Never Mistake a Change in Quantity Demanded for a Change in Demand

We are all in Scott Sumner’s debt for teaching (or reminding) us never, ever to reason from a price change. The reason is simple. You can’t just posit a price change and then start making inferences from the price change, because price changes don’t just happen spontaneously. If there’s a price change, it’s because something else has caused price to change. Maybe demand has increased; maybe supply has decreased; maybe neither supply nor demand has changed, but the market was in disequilibrium before and is in equilibrium now at the new price; maybe neither supply nor demand has changed, but the market was in equilibrium before and is in disequilibrium now. There could be other scenarios as well, but unless you specify at least one of them, you can’t reason sensibly about the implications of the price change.

There’s another important piece of advice for anyone trying to do economics: never mistake a change in quantity demanded for a change in demand. A change in demand means that the willingness of people to pay for something has changed, so that, everything else held constant, the price has to change. If for some reason, the price of something goes up, the willingness of people to pay for not having changed, then the quantity of the thing that they demand will go down. But here’s the important point: their demand for that something – their willingness to pay for it – has not gone down; the change in the amount demanded is simply a response to the increased price of that something. In other words, a change in the price of something cannot be the cause of a change in the demand for that something; it can only cause a change in the quantity demanded. A change in demand can be caused only by change in something other than price – maybe a change in wealth, or in fashion, or in taste, or in the season, or in the weather.

···

> [PROBLEMS TO SOLVE]
1/ Answer these questions from the piece on quantity demanded:
(a) Who is credited with teaching never to reason from a price change?
(b) According to the piece, what does a change in demand mean?
(c) What possible causes of a change in demand does the piece list?
2/ Please rewrite the piece on quantity demanded, everything from "We are all in" down to "the price change.", with "spontaneously" replaced by "by themselves".
3/ Resume the piece on quantity demanded versus demand, continuing after its last sentence.

> [DATASET EXCERPT]
···

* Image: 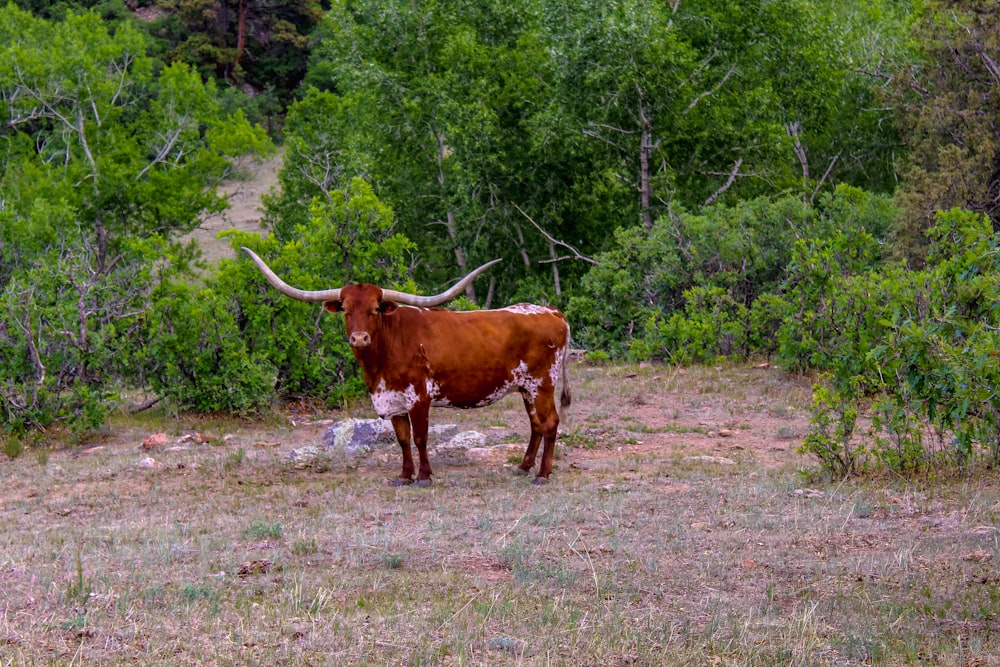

···

> [ANSWERS FOR THE TASKS]
1/
(a) Scott Sumner.
(b) It means that people's willingness to pay for something has changed, so that, with everything else held constant, the price has to change.
(c) A change in wealth, fashion, taste, the season, or the weather.

2/
We are all in Scott Sumner’s debt for teaching (or reminding) us never, ever to reason from a price change. The reason is simple. You can’t just posit a price change and then start making inferences from the price change, because price changes don’t just happen by themselves. If there’s a price change, it’s because something else has caused price to change. Maybe demand has increased; maybe supply has decreased; maybe neither supply nor demand has changed, but the market was in disequilibrium before and is in equilibrium now at the new price; maybe neither supply nor demand has changed, but the market was in equilibrium before and is in disequilibrium now. There could be other scenarios as well, but unless you specify at least one of them, you can’t reason sensibly about the implications of the price change.

3/
Why am I engaging in this bit of pedantry? Well, in a recent post, Scott responded to the following question from Dustin in the comment section to one of his posts.

An elementary question on the topic of interest rates that I’ve been unable to resolve via google:

Regarding Fed actions, I understand that reduced interest rates are thought to be expansionary because the resulting decrease in cost of capital induces greater investment. But I also understand that reduced interest rates are thought to be contractionary because the resulting decrease in opportunity cost of holding money increases demand for money.

To which Scott responded as follows:

It’s not at all clear that lower interest rates boost investment (never reason from a price change.)  And even if they did boost investment it is not at all clear that they would boost GDP.

Scott is correct to question the relationship between interest rates and investment. The relationship in the Keynesian model is based on the idea that a reduced interest rate, by reducing the rate at which expected future cash flows are discounted, increases the value of durable assets, so that the optimal size of the capital stock increases, implying a speed up in the rate of capital accumulation (investment). There are a couple of steps missing in the chain of reasoning that goes from a reduced rate of discount to a speed up in the rate of accumulation, but, in the olden days at any rate, economists have usually been willing to rely on their intuition that an increase in the size of the optimal capital stock would translate into an increased rate of capital accumulation.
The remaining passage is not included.